SET TASK
Give back, word for word, the lines from the very first one through the line holding "650,167,962,277", with both ends included.

SOURCE DATA
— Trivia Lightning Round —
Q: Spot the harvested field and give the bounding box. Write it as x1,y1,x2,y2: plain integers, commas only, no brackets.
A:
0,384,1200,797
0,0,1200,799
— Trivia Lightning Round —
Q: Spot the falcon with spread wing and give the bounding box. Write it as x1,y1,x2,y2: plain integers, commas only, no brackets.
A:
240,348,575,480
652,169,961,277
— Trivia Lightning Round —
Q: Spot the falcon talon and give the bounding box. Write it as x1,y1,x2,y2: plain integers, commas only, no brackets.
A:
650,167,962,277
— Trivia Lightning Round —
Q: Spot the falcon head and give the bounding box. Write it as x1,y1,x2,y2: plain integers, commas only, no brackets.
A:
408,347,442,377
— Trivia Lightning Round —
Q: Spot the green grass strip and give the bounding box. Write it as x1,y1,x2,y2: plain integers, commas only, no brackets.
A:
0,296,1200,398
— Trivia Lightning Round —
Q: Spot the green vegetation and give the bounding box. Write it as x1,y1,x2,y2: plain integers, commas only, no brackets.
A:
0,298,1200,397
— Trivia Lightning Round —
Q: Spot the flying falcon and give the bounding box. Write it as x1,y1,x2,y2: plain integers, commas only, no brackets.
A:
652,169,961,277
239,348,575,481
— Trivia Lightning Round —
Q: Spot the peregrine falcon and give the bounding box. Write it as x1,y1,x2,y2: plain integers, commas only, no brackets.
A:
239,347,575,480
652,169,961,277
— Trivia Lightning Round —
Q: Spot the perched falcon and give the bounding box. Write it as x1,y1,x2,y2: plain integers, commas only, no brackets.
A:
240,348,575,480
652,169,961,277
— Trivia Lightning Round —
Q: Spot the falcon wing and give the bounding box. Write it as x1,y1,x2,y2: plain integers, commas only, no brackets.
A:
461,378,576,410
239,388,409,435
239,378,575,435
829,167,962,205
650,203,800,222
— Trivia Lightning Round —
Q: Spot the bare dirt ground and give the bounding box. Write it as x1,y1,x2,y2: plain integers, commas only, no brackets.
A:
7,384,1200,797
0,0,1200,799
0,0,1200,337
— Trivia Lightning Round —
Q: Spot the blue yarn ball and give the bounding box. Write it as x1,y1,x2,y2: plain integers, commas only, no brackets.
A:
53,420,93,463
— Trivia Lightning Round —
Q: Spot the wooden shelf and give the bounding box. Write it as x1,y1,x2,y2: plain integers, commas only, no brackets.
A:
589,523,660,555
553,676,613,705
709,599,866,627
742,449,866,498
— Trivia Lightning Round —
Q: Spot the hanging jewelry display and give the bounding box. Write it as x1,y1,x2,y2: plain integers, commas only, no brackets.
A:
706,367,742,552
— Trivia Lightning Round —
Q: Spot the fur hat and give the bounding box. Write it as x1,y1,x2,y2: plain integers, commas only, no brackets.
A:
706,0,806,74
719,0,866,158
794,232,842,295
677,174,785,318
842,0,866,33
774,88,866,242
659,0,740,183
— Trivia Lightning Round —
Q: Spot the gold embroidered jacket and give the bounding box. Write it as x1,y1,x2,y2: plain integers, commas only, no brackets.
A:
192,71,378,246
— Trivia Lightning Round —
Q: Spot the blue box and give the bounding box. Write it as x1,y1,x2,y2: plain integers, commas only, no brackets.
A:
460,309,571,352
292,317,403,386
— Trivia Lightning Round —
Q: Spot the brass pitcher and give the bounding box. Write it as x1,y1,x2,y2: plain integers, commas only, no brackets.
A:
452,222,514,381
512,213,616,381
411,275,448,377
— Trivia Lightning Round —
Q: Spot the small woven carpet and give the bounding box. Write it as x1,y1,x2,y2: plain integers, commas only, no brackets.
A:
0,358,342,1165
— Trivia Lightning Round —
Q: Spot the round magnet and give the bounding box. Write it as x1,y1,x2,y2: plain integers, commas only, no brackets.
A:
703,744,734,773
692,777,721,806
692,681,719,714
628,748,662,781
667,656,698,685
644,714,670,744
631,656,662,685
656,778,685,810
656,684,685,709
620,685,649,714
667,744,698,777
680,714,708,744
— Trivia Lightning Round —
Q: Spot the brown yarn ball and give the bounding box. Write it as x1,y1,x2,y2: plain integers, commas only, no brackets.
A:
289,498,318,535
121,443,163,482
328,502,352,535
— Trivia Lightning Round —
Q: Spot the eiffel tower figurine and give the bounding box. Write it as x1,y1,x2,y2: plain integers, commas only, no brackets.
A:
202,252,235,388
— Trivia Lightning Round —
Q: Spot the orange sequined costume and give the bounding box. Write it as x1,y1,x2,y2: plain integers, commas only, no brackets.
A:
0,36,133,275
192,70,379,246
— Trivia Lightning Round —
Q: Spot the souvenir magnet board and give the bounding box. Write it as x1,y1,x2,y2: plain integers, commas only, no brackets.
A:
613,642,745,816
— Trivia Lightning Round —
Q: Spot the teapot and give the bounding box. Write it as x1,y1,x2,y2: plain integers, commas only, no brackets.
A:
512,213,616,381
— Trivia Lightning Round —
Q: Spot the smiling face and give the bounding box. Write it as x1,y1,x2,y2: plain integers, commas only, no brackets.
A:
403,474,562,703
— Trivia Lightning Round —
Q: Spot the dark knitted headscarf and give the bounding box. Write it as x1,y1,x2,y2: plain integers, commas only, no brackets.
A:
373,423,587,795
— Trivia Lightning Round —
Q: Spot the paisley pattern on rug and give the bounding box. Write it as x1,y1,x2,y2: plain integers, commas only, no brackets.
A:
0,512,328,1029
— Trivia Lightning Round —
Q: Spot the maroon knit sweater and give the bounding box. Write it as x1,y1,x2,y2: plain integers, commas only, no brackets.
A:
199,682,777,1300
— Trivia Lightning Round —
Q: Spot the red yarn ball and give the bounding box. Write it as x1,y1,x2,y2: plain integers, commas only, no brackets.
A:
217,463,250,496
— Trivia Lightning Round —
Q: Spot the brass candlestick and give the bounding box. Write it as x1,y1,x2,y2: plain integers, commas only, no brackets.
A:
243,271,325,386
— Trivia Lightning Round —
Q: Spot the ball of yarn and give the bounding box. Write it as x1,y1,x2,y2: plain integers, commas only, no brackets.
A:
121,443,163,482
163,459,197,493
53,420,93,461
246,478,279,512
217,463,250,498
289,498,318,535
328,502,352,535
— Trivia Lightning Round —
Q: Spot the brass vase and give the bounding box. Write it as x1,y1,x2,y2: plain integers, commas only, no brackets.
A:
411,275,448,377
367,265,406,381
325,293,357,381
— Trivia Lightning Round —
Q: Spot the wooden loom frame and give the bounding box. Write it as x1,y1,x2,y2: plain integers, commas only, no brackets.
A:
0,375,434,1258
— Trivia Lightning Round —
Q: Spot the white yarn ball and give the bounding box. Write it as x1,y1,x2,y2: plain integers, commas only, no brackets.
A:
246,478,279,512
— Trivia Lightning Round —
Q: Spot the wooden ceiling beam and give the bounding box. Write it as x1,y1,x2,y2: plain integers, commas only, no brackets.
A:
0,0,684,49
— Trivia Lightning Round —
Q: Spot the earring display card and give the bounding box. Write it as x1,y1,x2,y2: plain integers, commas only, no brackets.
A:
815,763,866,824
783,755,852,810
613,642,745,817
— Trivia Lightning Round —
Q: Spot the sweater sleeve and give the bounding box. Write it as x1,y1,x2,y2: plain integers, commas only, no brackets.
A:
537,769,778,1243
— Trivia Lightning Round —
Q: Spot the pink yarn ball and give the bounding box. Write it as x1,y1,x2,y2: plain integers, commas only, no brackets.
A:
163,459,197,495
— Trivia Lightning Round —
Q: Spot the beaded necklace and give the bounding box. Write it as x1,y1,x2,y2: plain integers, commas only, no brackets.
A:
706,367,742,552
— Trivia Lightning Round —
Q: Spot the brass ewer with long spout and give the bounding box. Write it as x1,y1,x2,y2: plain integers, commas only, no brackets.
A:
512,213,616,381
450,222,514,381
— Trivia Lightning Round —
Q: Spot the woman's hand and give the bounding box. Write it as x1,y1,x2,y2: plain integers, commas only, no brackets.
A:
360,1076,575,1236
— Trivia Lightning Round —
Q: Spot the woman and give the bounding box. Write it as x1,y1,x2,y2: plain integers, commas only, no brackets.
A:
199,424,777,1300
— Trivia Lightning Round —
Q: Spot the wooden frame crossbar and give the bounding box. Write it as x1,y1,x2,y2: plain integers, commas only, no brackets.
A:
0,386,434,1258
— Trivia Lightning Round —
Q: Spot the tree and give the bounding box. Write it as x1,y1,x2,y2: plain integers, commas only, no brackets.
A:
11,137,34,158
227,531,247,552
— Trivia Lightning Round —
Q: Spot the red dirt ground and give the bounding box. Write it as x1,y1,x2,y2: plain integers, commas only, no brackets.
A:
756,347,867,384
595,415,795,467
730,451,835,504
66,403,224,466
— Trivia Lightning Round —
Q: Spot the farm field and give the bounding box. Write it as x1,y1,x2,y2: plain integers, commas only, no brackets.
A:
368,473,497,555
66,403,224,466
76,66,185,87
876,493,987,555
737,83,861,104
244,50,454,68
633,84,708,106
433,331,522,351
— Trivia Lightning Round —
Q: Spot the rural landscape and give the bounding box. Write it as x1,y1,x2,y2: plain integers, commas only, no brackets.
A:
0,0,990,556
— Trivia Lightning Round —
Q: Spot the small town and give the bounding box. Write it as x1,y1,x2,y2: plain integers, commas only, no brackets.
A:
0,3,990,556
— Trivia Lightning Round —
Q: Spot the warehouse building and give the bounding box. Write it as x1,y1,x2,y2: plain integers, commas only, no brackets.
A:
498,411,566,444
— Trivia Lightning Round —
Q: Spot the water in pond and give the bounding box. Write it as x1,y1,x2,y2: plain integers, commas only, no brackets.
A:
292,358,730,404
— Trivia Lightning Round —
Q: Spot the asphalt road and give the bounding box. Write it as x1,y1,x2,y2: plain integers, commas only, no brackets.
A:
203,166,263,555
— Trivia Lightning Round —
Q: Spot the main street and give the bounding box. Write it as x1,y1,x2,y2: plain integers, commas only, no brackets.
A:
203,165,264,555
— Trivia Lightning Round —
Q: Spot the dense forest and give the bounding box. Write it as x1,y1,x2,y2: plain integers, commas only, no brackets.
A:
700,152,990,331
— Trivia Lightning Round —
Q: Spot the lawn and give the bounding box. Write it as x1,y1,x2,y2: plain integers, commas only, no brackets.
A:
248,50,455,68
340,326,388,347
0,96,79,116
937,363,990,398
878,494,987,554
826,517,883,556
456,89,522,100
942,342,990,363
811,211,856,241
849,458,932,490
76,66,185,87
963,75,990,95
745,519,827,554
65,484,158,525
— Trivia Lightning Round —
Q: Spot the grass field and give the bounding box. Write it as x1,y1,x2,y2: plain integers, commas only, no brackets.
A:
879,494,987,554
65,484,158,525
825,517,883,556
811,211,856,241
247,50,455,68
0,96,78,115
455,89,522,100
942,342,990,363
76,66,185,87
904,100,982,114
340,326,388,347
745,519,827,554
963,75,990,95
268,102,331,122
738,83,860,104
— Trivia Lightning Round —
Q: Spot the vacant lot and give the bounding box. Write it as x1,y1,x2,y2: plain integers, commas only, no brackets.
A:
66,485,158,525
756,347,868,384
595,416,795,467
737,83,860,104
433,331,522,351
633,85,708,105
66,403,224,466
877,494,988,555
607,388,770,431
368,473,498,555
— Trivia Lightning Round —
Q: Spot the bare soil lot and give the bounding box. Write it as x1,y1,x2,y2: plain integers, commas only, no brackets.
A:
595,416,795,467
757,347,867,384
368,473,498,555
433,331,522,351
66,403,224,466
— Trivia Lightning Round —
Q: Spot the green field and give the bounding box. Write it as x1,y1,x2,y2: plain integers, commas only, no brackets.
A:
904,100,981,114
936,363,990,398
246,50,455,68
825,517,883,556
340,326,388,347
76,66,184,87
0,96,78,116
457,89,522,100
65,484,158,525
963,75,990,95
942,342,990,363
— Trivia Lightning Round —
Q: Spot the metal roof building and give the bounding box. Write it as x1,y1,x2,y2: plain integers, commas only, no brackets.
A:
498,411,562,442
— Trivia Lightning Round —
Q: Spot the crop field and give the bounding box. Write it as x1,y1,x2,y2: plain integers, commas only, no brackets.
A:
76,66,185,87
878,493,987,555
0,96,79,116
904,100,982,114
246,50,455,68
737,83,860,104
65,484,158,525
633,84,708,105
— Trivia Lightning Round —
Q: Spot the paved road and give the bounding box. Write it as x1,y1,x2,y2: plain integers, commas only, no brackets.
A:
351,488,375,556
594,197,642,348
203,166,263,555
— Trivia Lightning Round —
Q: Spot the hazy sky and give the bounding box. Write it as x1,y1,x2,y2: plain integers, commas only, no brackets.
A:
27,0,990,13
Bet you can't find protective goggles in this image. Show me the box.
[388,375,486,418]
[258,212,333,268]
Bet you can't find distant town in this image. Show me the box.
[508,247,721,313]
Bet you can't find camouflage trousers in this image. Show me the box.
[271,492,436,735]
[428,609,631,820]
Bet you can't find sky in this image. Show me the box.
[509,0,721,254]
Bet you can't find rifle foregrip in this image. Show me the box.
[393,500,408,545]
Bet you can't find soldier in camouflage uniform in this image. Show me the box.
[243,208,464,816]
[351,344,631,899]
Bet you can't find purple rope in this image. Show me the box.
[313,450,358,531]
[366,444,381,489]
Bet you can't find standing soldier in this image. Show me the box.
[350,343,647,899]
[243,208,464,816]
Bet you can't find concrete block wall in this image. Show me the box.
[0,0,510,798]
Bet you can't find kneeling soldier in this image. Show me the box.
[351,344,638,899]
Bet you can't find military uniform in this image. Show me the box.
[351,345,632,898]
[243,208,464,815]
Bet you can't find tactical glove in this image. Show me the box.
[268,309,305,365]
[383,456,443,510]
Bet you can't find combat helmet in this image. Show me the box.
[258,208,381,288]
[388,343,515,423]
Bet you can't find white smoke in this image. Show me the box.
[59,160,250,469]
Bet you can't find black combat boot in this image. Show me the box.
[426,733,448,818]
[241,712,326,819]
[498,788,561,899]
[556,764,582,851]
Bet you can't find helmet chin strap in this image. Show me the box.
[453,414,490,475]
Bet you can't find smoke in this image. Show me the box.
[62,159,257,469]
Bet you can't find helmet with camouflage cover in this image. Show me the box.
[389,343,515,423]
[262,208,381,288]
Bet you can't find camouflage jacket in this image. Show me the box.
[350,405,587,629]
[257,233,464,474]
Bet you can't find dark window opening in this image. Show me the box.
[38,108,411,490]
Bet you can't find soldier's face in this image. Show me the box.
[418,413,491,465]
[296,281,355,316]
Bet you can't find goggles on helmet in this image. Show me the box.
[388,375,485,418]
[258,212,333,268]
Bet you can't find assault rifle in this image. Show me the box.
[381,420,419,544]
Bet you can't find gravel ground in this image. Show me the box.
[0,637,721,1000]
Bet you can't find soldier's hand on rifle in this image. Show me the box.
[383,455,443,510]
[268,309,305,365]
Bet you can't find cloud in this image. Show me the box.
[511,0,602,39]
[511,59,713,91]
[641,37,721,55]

ANSWER BELOW
— Trivia Lightning Round —
Q: Spot the harvested field and give the bounding box. Write it as x1,y1,x2,y2: plain integers, commas only, no brackets.
A:
0,384,1200,797
0,0,1200,799
— Trivia Lightning Round —
Q: Spot the falcon with spread wing and give the bounding box. Write it as x1,y1,x2,y2: plain integers, commas only, no brackets.
A:
240,348,575,480
652,169,961,277
— Trivia Lightning Round —
Q: Spot the falcon talon and give the bounding box. Write it as x1,y1,x2,y2: plain integers, commas only, no brackets.
A:
650,167,962,277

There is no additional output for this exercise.